--- Material to process ---

◇ ◇ ◇ ◇ ◇

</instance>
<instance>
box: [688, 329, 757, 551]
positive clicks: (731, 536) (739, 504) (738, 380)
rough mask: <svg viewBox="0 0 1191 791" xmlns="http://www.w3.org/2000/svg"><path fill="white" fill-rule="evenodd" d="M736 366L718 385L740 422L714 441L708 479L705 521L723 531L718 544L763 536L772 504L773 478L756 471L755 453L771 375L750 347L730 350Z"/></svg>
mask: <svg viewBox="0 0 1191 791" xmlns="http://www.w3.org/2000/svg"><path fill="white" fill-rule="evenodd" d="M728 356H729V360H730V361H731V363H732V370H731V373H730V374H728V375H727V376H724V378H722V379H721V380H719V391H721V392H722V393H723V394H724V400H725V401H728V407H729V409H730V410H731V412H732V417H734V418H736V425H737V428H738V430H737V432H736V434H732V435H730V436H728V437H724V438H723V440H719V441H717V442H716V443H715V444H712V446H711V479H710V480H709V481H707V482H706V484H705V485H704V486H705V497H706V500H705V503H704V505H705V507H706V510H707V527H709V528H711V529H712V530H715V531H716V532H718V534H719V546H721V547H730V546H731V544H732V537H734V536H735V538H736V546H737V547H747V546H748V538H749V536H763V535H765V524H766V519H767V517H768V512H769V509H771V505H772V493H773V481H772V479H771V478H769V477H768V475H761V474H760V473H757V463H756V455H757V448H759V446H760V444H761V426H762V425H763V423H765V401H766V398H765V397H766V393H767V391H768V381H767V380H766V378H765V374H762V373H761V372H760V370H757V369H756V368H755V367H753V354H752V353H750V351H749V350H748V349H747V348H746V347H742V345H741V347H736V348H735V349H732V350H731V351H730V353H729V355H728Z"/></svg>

◇ ◇ ◇ ◇ ◇

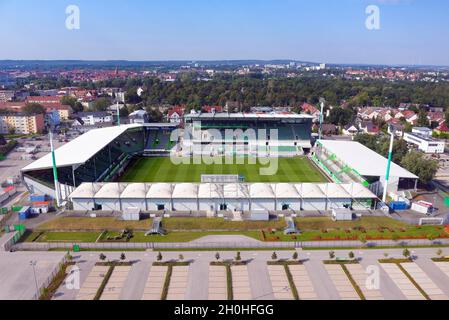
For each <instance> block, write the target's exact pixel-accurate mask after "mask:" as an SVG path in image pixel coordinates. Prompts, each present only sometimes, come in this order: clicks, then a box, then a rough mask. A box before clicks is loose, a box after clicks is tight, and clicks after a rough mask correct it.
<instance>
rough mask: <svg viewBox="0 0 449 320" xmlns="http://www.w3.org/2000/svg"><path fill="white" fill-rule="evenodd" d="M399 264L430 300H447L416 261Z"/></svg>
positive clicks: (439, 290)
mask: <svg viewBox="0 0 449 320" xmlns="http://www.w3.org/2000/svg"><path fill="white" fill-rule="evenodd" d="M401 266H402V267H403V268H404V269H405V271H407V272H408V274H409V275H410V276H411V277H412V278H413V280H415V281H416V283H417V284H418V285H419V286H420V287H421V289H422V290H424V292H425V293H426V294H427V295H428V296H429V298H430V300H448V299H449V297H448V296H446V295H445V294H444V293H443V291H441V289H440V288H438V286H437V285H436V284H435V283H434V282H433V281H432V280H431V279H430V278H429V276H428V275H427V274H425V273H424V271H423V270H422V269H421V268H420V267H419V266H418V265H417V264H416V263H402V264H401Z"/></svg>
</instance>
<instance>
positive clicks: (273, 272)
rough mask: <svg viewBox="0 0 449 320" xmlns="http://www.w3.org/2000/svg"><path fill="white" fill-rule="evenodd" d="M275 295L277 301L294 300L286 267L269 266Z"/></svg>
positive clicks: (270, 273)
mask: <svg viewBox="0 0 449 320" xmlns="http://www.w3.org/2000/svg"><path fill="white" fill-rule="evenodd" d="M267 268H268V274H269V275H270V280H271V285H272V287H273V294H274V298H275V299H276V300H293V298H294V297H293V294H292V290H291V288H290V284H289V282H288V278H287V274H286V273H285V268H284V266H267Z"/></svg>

◇ ◇ ◇ ◇ ◇

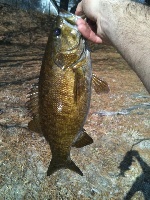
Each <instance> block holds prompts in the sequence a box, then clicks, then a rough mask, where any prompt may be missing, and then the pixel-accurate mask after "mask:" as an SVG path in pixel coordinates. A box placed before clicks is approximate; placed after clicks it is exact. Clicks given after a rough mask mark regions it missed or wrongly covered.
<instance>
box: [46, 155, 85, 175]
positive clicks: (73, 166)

◇ ◇ ◇ ◇ ◇

--- Assignment ---
Which lines of the items above contain the string "positive"? Pull each of them out, copied in full.

--- Response ---
positive clicks: (731, 536) (739, 504) (738, 380)
positive clicks: (439, 290)
positive clicks: (273, 272)
positive clicks: (270, 273)
positive clicks: (73, 166)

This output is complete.